━━ Document extract

Announce chunk availability to DHT/trackers.

Stores chunk metadata in DHT (BEP 44) and announces to tracker if configured. Other peers can discover this chunk via hash lookup.

Parameters:

Name Type Description Default
chunk_hash bytes

32-byte chunk hash

required
Source code in ccbt/discovery/xet_cas.py
async def announce_chunk(self, chunk_hash: bytes) -> None:
    """Announce chunk availability to DHT/trackers.

    Stores chunk metadata in DHT (BEP 44) and announces to tracker
    if configured. Other peers can discover this chunk via hash lookup.

    Args:
        chunk_hash: 32-byte chunk hash

    """
    if len(chunk_hash) != 32:
        msg = f"Chunk hash must be 32 bytes, got {len(chunk_hash)}"
        raise ValueError(msg)

    # Store chunk hash in DHT (BEP 44: storing arbitrary data)
    if self.dht:
        try:
            # Store chunk metadata in DHT
            # Format: {"type": "xet_chunk", "peer_id": ..., "available": True}
            metadata = {
                "type": "xet_chunk",
                "available": True,
            }

            # Sign chunk metadata with Ed25519 if key_manager available
            if self.key_manager:
                try:
                    # Create metadata bytes for signing
                    import json

                    metadata_bytes = json.dumps(metadata, sort_keys=True).encode()
                    signature = self.key_manager.sign_message(metadata_bytes)
                    public_key = self.key_manager.get_public_key_bytes()

                    metadata["ed25519_public_key"] = public_key.hex()
                    metadata["ed25519_signature"] = signature.hex()
                    self.logger.debug(
                        "Signed chunk announcement with Ed25519: %s",
                        chunk_hash.hex()[:16],
                    )
                except Exception as e:
                    self.logger.warning("Failed to sign chunk announcement: %s", e)

            # Use DHT store method if available
            if hasattr(self.dht, "store"):
                await self.dht.store(chunk_hash, metadata)
            elif hasattr(
                self.dht, "store_chunk_hash"
            ):  # pragma: no cover - Alternative DHT storage method path
                await self.dht.store_chunk_hash(
                    chunk_hash, metadata
                )  # pragma: no cover - Same context
            else:
                self.logger.warning(
                    "DHT client does not support chunk storage",
                )  # pragma: no cover - DHT client without storage methods, defensive warning path

            self.logger.debug(
                "Announced chunk %s to DHT",
                chunk_hash.hex()[:16],
            )
        except Exception as e:  # pragma: no cover - DHT announcement exception handling, defensive error path
            self.logger.warning(
                "Failed to announce chunk to DHT: %s",
                e,
            )  # pragma: no cover - Same context

    # Also announce to tracker if configured
    if self.tracker:
        try:
            if hasattr(self.tracker, "announce_chunk"):
                await self.tracker.announce_chunk(chunk_hash)

━━━━
━━ Dataset records

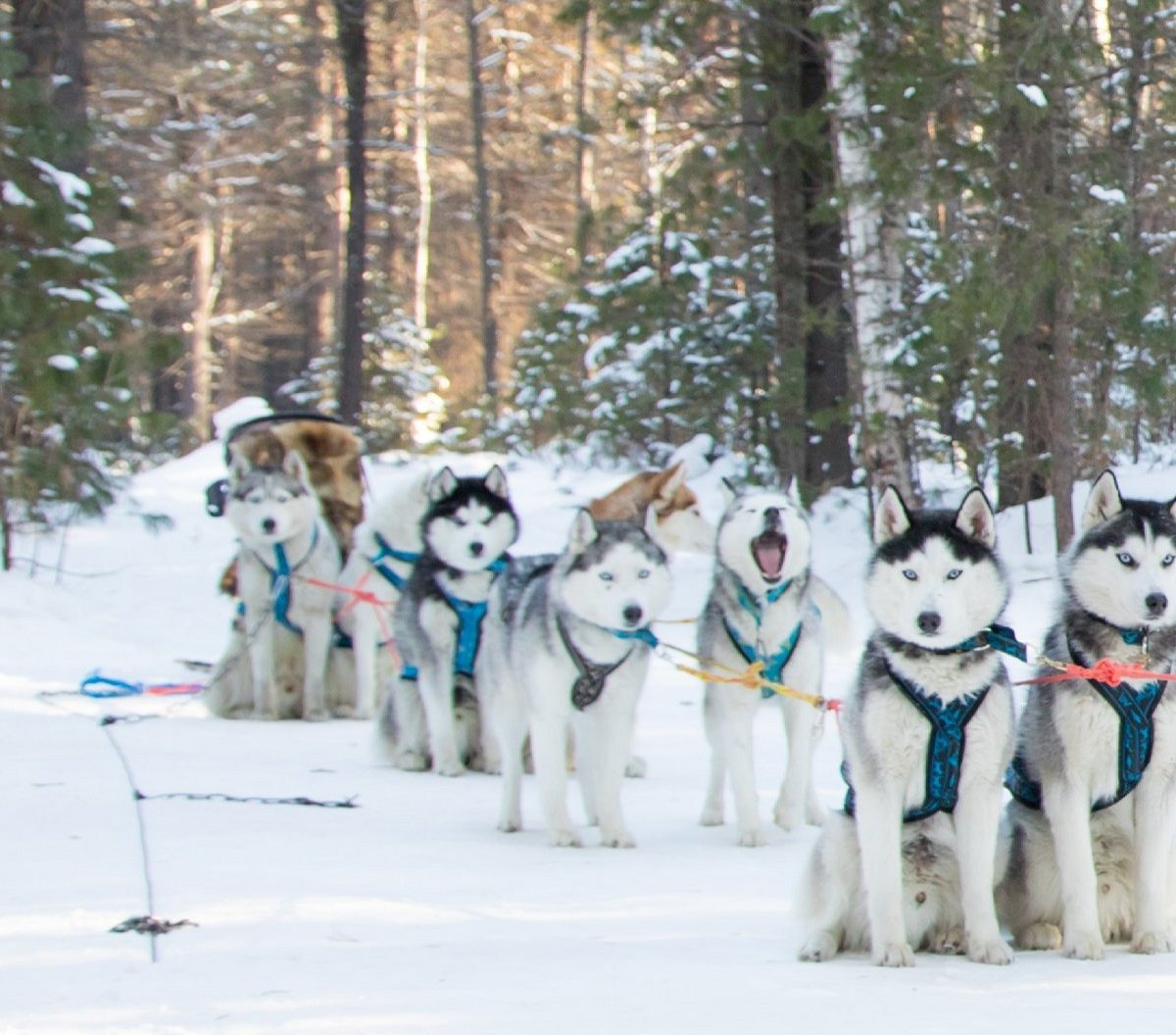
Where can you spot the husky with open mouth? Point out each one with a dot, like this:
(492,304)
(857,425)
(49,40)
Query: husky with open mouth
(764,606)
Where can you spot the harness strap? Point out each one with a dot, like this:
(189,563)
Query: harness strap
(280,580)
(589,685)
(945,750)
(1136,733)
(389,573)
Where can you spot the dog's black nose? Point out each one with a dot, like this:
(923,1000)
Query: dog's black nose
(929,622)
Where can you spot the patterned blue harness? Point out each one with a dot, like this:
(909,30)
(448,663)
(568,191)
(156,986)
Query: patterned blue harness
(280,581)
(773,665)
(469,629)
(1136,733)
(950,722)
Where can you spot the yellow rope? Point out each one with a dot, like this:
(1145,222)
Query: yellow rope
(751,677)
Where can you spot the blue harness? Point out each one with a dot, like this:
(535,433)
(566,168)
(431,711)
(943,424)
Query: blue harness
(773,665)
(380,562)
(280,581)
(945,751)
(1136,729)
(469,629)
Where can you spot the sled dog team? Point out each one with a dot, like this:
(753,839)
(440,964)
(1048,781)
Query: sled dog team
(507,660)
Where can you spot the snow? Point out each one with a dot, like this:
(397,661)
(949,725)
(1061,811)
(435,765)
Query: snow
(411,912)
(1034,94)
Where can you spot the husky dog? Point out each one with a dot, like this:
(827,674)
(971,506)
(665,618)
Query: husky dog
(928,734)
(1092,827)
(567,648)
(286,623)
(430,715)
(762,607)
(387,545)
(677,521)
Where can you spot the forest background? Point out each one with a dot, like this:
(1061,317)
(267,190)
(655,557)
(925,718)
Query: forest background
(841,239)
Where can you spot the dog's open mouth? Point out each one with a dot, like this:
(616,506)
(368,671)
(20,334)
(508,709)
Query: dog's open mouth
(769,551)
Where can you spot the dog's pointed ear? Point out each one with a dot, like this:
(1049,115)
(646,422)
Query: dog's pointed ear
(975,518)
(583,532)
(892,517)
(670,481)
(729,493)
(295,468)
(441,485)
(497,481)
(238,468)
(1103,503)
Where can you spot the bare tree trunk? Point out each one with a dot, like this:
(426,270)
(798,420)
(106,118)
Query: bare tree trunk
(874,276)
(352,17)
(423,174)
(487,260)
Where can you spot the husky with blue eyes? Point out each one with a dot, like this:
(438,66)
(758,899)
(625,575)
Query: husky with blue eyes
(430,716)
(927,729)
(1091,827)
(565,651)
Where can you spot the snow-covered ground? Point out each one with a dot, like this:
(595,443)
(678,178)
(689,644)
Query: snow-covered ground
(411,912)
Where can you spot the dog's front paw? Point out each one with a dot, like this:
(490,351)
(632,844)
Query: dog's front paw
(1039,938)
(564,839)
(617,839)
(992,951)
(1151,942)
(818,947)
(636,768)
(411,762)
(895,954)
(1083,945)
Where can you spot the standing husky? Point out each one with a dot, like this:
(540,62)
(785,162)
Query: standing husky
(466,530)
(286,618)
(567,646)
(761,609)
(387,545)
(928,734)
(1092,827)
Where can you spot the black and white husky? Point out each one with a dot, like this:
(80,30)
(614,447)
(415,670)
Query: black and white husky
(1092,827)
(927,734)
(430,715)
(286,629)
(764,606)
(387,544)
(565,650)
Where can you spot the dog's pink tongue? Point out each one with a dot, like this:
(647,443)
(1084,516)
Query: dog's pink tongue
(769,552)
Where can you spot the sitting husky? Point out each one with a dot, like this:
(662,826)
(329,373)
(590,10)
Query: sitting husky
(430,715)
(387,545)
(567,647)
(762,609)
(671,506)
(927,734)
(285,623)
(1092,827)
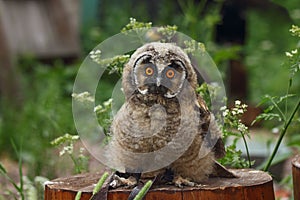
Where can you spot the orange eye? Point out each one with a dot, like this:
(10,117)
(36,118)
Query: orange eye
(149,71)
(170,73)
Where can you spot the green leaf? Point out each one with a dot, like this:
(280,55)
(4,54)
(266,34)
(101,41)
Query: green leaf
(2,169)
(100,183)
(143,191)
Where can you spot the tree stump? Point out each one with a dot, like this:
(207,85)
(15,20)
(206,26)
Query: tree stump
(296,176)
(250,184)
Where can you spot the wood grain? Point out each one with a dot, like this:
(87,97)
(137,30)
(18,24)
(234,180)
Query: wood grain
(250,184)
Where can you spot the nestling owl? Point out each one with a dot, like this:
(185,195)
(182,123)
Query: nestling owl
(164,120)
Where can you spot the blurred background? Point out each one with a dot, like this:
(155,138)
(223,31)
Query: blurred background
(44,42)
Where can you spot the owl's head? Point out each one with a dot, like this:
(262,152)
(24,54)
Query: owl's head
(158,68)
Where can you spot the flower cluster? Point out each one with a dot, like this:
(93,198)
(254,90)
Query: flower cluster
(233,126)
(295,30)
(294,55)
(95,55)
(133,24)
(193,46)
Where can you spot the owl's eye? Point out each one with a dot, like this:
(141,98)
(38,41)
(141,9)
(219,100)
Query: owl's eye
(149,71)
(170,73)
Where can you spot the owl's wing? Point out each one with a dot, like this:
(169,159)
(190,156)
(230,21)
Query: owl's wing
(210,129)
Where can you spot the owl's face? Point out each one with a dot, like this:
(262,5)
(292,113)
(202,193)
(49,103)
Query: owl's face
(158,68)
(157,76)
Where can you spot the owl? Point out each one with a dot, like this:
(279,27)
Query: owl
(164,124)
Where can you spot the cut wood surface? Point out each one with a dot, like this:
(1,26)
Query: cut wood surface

━━━━

Task list
1. In the announce_chunk documentation, what exception does the function raise when the chunk hash is not 32 bytes long?
2. Reproduce a passage from the announce_chunk documentation, beginning at the words "# Sign chunk" and stopping after the words "signature = self.key_manager.sign_message(metadata_bytes)".
3. Supply the next part of the announce_chunk documentation, picking up from the final line shown.

Answers in order
1. It raises a ValueError.

2.
# Sign chunk metadata with Ed25519 if key_manager available
            if self.key_manager:
                try:
                    # Create metadata bytes for signing
                    import json

                    metadata_bytes = json.dumps(metadata, sort_keys=True).encode()
                    signature = self.key_manager.sign_message(metadata_bytes)

3.
            self.logger.debug(
                "Announced chunk %s to tracker",
                chunk_hash.hex()[:16],
            )
        except Exception as e:
            self.logger.warning(
                "Failed to announce chunk to tracker: %s",
                e,
            )

download_chunk(chunk_hash: bytes, peer: PeerInfo, torrent_data: dict[str, Any] | None = None, connection_manager: Any | None = None) -> bytes async

Download chunk from peer using BitTorrent protocol extension.

Uses BEP 10 extension protocol with Xet extension for chunk requests.

Parameters:

Name Type Description Default
chunk_hash bytes

32-byte chunk hash

required
peer PeerInfo

Peer that has the chunk

required
torrent_data dict[str, Any] | None

Torrent data for connection (required)

None
connection_manager Any | None

AsyncPeerConnectionManager instance (optional)

None

Returns:

Type Description
bytes

Chunk data bytes

Raises:

Type Description
ValueError

If download fails

NotImplementedError

If extension protocol not available

Source code in ccbt/discovery/xet_cas.py
async def download_chunk(
    self,
    chunk_hash: bytes,
    peer: PeerInfo,
    torrent_data: dict[str, Any] | None = None,
    connection_manager: Any | None = None,  # type: ignore[assignment]
) -> bytes:
    """Download chunk from peer using BitTorrent protocol extension.

    Uses BEP 10 extension protocol with Xet extension for chunk requests.

    Args:
        chunk_hash: 32-byte chunk hash
        peer: Peer that has the chunk
        torrent_data: Torrent data for connection (required)
        connection_manager: AsyncPeerConnectionManager instance (optional)

    Returns:
        Chunk data bytes

    Raises:
        ValueError: If download fails
        NotImplementedError: If extension protocol not available

    """
    if len(chunk_hash) != 32:
        msg = f"Chunk hash must be 32 bytes, got {len(chunk_hash)}"
        raise ValueError(msg)

    if not torrent_data:
        msg = "torrent_data is required for chunk download"
        raise ValueError(msg)

    # Get extension manager and Xet extension
    from ccbt.extensions.manager import get_extension_manager

    extension_manager = get_extension_manager()
    extension_protocol = extension_manager.get_extension("protocol")
    xet_ext = extension_manager.get_extension("xet")

    if not extension_protocol:  # pragma: no cover - Extension protocol unavailable path, tested in integration tests
        msg = "Extension protocol not available"
        raise NotImplementedError(msg)  # pragma: no cover - Same context

    if not xet_ext:  # pragma: no cover - Xet extension not registered path, tested in integration tests
        msg = "Xet extension not registered"
        raise NotImplementedError(msg)  # pragma: no cover - Same context

    # Get or create connection to peer
    connection = None
    connection_created = False  # Track if we created the connection
    try:
        # Try to get existing connection from connection manager first
        if connection_manager:
            peer_key = str(peer)
            async with connection_manager.connection_lock:
                connection = connection_manager.connections.get(peer_key)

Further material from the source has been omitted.